Problem details: Pick out and copy every line in the rows below that contains the word "monstera".

Exercise inputs:
****************

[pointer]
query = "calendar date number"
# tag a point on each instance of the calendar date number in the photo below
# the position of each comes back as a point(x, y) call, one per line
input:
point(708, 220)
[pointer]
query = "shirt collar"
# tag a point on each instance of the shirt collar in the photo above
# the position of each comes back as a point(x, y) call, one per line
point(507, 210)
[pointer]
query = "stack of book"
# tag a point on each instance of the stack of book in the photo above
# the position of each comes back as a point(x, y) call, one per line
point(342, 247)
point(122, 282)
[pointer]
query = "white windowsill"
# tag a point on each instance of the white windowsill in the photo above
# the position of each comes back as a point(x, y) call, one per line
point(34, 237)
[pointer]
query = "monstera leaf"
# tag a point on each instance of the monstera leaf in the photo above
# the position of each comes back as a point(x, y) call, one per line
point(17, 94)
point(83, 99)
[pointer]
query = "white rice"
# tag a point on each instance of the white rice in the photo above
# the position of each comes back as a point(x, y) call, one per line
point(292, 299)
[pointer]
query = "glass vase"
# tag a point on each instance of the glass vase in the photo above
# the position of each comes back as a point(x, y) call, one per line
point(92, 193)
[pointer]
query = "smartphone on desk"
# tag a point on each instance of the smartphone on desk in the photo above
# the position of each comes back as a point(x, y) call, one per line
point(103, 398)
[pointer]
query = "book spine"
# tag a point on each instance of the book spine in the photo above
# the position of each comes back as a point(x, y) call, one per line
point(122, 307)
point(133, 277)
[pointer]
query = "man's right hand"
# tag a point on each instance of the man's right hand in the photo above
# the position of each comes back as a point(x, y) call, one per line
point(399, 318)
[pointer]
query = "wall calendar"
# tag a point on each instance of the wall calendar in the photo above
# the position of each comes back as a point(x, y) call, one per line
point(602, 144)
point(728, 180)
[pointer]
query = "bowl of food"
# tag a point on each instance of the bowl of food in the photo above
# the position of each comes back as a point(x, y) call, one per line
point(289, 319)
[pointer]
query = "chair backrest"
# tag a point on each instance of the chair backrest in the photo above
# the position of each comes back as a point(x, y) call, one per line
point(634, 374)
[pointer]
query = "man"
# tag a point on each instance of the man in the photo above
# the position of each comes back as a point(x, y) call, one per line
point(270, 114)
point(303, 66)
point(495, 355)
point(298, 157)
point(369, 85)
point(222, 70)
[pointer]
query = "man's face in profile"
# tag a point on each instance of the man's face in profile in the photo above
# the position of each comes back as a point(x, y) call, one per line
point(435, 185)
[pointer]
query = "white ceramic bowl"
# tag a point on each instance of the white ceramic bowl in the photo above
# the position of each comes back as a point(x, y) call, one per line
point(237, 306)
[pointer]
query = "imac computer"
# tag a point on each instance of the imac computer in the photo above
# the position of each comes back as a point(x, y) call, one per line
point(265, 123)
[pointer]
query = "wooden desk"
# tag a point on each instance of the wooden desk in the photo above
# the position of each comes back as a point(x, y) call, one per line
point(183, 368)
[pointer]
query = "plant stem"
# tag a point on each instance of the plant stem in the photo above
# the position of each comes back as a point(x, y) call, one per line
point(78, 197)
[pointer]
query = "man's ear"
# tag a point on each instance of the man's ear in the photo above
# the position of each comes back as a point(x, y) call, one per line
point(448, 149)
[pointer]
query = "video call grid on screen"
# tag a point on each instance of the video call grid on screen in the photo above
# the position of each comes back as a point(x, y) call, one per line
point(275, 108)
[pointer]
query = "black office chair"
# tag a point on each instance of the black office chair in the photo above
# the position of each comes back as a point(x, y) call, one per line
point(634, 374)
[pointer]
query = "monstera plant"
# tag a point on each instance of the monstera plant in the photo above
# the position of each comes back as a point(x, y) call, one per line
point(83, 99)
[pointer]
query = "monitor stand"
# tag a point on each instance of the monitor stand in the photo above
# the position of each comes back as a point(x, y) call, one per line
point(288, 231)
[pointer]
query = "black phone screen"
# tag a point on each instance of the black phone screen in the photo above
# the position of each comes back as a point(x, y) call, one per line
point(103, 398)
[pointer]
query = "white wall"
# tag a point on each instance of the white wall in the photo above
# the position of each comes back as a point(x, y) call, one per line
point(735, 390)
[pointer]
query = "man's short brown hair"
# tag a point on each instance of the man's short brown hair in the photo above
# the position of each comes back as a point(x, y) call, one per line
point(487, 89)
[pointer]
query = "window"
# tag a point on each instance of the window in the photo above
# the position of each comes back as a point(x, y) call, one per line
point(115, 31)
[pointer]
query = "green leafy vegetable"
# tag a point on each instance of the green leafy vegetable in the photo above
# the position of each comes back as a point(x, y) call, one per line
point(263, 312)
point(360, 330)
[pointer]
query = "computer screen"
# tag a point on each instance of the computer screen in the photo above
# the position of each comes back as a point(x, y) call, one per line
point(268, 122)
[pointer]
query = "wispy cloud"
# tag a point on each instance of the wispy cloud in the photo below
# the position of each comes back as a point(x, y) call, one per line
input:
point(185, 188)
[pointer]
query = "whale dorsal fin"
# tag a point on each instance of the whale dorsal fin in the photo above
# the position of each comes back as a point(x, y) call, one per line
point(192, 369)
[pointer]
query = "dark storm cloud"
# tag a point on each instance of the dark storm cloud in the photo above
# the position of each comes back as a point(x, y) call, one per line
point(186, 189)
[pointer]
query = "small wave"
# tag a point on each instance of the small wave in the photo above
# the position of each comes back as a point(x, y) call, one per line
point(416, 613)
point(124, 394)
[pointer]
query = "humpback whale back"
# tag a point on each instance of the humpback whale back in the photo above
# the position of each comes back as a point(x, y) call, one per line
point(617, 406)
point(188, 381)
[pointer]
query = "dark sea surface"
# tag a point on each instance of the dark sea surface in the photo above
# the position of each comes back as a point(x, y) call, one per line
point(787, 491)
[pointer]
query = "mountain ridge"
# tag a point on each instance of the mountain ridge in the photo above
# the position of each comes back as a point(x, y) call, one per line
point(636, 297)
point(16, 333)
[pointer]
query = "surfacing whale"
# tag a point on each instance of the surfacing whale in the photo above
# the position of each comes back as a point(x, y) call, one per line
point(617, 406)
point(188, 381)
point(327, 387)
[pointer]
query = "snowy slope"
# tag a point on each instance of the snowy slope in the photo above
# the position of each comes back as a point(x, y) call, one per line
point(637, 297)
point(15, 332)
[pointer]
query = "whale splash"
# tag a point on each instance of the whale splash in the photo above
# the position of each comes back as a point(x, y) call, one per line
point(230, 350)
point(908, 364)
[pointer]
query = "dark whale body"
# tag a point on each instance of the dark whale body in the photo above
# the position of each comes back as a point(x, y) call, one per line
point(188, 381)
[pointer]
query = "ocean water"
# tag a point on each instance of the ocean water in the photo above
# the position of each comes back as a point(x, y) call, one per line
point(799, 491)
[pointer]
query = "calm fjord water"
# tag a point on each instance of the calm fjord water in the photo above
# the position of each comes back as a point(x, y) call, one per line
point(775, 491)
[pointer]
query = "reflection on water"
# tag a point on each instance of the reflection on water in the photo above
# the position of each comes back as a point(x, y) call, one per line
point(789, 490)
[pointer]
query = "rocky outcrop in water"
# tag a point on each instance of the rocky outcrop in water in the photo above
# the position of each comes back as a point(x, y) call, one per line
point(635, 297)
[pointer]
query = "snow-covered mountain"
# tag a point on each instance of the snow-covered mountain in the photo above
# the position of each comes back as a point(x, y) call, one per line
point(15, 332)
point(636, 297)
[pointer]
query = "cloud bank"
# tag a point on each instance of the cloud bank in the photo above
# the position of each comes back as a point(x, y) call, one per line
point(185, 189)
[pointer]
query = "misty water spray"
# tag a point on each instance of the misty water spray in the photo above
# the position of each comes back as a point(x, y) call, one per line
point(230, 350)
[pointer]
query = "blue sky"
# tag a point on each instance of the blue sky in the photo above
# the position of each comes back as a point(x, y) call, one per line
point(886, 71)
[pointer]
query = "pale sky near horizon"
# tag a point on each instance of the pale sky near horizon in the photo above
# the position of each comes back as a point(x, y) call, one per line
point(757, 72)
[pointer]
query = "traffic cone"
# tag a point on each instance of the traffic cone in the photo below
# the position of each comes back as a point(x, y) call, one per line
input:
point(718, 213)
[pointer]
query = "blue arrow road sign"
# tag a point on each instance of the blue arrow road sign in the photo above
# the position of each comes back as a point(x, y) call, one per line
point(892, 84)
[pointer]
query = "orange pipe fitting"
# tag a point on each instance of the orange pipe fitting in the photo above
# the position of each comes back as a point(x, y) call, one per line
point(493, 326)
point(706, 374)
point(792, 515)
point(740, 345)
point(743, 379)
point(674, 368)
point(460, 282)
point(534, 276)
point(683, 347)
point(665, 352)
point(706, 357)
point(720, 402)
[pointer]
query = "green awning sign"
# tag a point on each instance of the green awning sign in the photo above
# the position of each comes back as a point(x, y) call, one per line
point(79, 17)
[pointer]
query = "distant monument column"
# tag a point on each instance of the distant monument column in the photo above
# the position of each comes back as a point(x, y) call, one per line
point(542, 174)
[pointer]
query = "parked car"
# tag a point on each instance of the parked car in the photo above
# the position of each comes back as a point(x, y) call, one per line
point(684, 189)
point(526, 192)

****************

The completed task:
query = "monstera leaf"
# tag a point on each instance of the monstera leaf in the photo above
query = "monstera plant"
# tag a point on each instance of the monstera plant in the photo above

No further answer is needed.